*EXERCISE OBJECTIVE*
Can you reproduce the entries, requests included, from the line containing "Find wicker basket." through the final entry, with every box coordinate in the answers shifted up by 62?

*MATERIAL SHOWN*

** start **

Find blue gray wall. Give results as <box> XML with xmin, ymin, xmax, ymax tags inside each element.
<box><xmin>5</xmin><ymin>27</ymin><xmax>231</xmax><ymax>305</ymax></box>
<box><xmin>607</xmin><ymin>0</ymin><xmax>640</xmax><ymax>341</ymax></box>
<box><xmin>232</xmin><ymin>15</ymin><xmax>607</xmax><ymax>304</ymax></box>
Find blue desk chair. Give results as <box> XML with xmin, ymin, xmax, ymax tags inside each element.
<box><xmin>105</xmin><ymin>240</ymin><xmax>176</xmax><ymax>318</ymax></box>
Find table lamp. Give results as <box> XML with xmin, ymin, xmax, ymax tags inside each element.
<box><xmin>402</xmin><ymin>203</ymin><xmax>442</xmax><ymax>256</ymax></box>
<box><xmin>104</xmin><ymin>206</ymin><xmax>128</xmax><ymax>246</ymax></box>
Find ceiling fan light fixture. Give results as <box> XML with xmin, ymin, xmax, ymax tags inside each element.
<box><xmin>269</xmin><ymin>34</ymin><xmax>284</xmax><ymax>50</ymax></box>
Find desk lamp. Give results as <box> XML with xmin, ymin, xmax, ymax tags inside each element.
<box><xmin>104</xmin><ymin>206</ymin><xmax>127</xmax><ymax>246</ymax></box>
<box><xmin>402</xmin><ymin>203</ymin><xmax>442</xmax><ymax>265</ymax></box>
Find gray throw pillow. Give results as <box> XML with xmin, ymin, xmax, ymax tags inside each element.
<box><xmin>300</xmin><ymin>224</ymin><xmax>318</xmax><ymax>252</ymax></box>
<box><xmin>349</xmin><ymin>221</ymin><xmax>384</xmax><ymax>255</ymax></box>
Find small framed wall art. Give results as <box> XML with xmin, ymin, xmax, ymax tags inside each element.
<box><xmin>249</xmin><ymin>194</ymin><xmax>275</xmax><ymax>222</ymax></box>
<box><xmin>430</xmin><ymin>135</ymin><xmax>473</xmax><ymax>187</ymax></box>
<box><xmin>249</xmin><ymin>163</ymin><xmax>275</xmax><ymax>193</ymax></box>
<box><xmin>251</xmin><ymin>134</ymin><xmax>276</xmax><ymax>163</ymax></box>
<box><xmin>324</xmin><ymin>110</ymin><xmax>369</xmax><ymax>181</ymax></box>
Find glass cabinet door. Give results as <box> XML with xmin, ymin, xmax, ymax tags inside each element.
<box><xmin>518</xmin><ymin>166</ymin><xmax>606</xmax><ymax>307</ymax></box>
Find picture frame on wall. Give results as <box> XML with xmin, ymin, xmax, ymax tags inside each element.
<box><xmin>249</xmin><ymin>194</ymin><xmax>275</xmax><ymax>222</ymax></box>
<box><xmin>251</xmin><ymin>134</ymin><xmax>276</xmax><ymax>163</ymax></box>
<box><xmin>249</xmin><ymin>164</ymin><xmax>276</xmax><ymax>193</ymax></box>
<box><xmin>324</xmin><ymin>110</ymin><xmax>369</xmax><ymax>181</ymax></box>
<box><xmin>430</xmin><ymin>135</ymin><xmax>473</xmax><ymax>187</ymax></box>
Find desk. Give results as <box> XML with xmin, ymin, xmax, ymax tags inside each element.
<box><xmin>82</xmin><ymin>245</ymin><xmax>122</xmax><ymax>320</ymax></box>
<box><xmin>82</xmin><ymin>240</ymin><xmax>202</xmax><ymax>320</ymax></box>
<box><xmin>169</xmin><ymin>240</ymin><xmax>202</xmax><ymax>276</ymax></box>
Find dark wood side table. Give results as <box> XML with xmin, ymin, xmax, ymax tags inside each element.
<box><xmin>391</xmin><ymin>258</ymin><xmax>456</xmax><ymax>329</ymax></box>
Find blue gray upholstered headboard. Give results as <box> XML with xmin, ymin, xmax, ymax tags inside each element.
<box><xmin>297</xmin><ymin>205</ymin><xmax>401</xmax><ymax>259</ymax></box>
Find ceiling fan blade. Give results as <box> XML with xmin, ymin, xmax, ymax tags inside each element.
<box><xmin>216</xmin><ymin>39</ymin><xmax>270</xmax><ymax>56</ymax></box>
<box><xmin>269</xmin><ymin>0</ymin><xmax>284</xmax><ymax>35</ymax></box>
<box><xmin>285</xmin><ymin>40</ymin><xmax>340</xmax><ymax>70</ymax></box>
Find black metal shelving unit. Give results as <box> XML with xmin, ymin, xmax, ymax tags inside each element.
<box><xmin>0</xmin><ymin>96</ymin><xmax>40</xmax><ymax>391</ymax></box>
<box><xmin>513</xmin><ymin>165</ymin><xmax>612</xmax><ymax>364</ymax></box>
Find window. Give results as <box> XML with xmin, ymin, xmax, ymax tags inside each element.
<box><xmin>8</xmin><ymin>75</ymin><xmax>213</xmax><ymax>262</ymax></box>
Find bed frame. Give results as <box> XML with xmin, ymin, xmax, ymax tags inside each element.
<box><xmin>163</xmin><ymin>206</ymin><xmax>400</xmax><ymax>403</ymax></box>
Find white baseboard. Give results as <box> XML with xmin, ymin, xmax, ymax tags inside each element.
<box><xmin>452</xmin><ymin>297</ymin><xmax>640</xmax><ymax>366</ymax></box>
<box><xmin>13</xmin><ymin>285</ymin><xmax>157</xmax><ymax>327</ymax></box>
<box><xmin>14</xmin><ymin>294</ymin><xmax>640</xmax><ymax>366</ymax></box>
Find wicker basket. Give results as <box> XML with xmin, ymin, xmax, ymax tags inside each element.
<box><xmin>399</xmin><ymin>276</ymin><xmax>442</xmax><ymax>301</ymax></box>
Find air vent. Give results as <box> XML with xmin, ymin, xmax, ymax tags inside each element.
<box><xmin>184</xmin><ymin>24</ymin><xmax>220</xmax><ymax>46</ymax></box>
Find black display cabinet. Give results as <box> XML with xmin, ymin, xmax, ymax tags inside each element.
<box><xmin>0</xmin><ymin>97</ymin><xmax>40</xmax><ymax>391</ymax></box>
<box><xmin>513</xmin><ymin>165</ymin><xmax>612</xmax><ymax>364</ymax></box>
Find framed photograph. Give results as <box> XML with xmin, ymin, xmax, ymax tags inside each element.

** end **

*SOLUTION TO THIS PROBLEM*
Find wicker basket. Give results as <box> XML with xmin, ymin, xmax, ymax tags inside each element.
<box><xmin>461</xmin><ymin>338</ymin><xmax>504</xmax><ymax>363</ymax></box>
Find air vent. Give results as <box> XML with xmin, ymin, xmax, ymax tags inside each element.
<box><xmin>246</xmin><ymin>86</ymin><xmax>282</xmax><ymax>108</ymax></box>
Find black display cabinet. Give results as <box> XML with xmin, ymin, xmax, ymax tags inside each element.
<box><xmin>62</xmin><ymin>159</ymin><xmax>102</xmax><ymax>453</ymax></box>
<box><xmin>575</xmin><ymin>227</ymin><xmax>674</xmax><ymax>426</ymax></box>
Find framed photograph. Give results as <box> XML with xmin, ymin, xmax, ymax tags inside each element.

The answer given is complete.